On eve of 9/11 Anniversary, U.S. officials continue to downplay Al Qaeda’s presence in Afghanistan

On the eve of the 22nd anniversary of Al Qaeda’s deadly attacks on New York and Washington, American intelligence officials further minimized the terror group’s safe haven in Afghanistan and its global reach. The U.S. intelligence community’s assessment that “Al Qaeda is at its historical nadir in Afghanistan and Pakistan, and its revival is unlikely” is directly at odds with intelligence gleaned by the United Nations Analytical Support and Sanctions Monitoring Team, which recently reported that Al Qaeda is running training camps, safe houses, and a media operations center throughout Afghanistan.

The assessment of Al Qaeda in Afghanistan and Pakistan was briefed to reporters on Sept. 8 by two unnamed U.S. intelligence officials. In addition to Al Qaeda being at a “historical nadir,” its “ability to threaten the United States from Afghanistan or Pakistan is probably at its lowest point,” the officials claimed, according to CNN.

Oddly, the intelligence officials surmised that Al Qaeda is weak because the U.S. withdrawal from Afghanistan meant that Al Qaeda fighters no longer had a “proving ground” to battle U.S. forces.

Additionally, the intelligence officials claimed that Al Qaeda “was left without ‘leadership talent’ and “strategic guidance'” after the U.S. killed Al Qaeda emir Ayman al-Zawahiri in a drone strike at a Taliban safe house in Kabul in the summer of 2022, CNN reported.

The intelligence officials dismissed the UN Monitoring Team’s report as “an outlier within the UN system” and “‘wildly out of whack’ with intelligence collected by the US and its partners,” CNN noted.

However, the UN Monitoring Team’s report closely tracks with information on Al Qaeda’s historical and recent operations in Afghanistan that has been gathered by FDD’s Long War Journal.

A Historical Nadir?

The unnamed intelligence officials were incredibly dismissive of the Monitoring Team’s report, which was released in early June. According to the Monitoring Team, the Al Qaeda camps are located in six Afghan provinces: Helmand, Zabul, Badghis, Nangarhar, Nuristan, and Kunar. Additionally, the Monitoring Team noted that Al Qaeda has established “safe houses” in Farah, Helmand, Herat and Kabul, and opened a media operations center in Herat.
--
» Instruction 1
Answer these questions using the article on Al Qaeda in Afghanistan:
(a) On what date did the two unnamed U.S. intelligence officials brief reporters?
(b) In which city did the Monitoring Team say Al Qaeda opened a media operations center?
(c) When was the Monitoring Team's report released?
The article and the records come from separate, unrelated sources.

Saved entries
--
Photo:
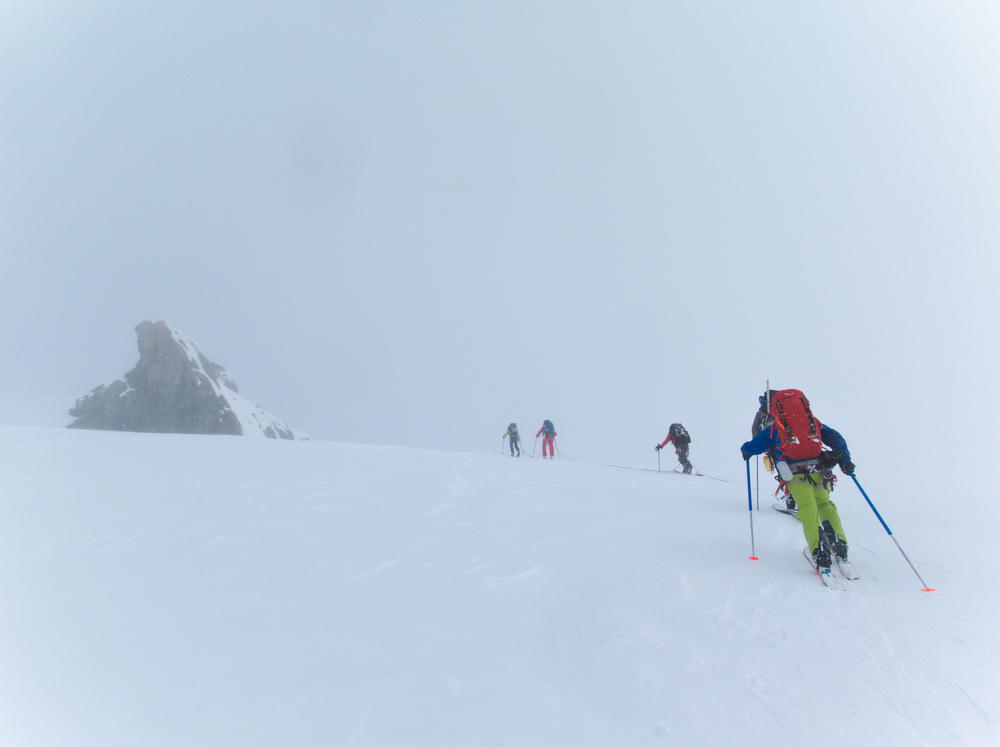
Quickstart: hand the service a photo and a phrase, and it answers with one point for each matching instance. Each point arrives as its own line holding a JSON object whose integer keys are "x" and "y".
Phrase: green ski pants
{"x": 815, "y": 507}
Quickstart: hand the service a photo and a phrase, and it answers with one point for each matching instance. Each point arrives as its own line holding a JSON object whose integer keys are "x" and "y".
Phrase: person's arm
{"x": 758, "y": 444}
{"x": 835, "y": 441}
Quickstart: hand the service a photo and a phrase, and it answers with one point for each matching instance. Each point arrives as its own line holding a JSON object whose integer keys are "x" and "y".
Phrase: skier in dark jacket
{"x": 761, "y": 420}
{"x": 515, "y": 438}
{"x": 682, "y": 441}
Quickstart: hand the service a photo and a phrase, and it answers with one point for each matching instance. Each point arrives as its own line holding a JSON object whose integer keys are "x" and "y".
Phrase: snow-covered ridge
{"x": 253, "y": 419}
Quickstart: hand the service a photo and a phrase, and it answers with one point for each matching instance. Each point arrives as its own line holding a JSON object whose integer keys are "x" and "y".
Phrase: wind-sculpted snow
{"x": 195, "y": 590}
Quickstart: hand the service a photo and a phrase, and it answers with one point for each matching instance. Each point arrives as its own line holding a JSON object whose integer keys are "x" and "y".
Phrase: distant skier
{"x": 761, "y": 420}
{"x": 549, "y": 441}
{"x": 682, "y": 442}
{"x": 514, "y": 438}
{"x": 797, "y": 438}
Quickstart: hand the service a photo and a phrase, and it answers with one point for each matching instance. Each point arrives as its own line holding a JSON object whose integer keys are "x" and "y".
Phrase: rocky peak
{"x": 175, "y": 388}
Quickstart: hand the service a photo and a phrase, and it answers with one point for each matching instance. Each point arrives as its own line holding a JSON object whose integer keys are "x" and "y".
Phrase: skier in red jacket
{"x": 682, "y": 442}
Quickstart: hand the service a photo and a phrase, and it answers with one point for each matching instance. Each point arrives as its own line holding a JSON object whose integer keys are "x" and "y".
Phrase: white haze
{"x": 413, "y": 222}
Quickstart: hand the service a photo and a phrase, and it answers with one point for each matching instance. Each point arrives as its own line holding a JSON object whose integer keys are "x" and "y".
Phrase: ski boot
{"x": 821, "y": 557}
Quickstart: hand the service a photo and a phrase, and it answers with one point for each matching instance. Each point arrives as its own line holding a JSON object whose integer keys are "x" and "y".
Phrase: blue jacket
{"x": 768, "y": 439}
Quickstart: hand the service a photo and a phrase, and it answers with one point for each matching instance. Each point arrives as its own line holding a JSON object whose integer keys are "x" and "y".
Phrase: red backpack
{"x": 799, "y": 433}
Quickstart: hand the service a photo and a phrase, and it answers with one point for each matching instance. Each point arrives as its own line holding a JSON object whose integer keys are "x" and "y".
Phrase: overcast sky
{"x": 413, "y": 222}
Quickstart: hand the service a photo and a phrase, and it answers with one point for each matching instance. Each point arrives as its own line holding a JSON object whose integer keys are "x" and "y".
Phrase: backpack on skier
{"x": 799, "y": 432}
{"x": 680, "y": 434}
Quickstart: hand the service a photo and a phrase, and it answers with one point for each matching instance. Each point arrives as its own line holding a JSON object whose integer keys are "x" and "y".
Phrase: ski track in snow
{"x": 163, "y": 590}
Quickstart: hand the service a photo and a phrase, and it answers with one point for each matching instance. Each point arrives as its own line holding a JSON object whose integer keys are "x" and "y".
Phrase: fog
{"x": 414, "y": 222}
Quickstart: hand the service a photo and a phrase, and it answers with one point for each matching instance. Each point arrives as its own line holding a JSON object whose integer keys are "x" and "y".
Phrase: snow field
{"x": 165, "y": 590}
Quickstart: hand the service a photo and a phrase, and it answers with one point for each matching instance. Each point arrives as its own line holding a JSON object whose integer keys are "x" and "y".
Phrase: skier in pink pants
--
» Instruction 2
Please locate every line of the records that contains the string "snow" and copy each one. Case counts.

» Correct output 1
(a) Sept. 8
(b) Herat
(c) Early June

» Correct output 2
Phrase: snow-covered ridge
Phrase: wind-sculpted snow
Phrase: ski track in snow
Phrase: snow field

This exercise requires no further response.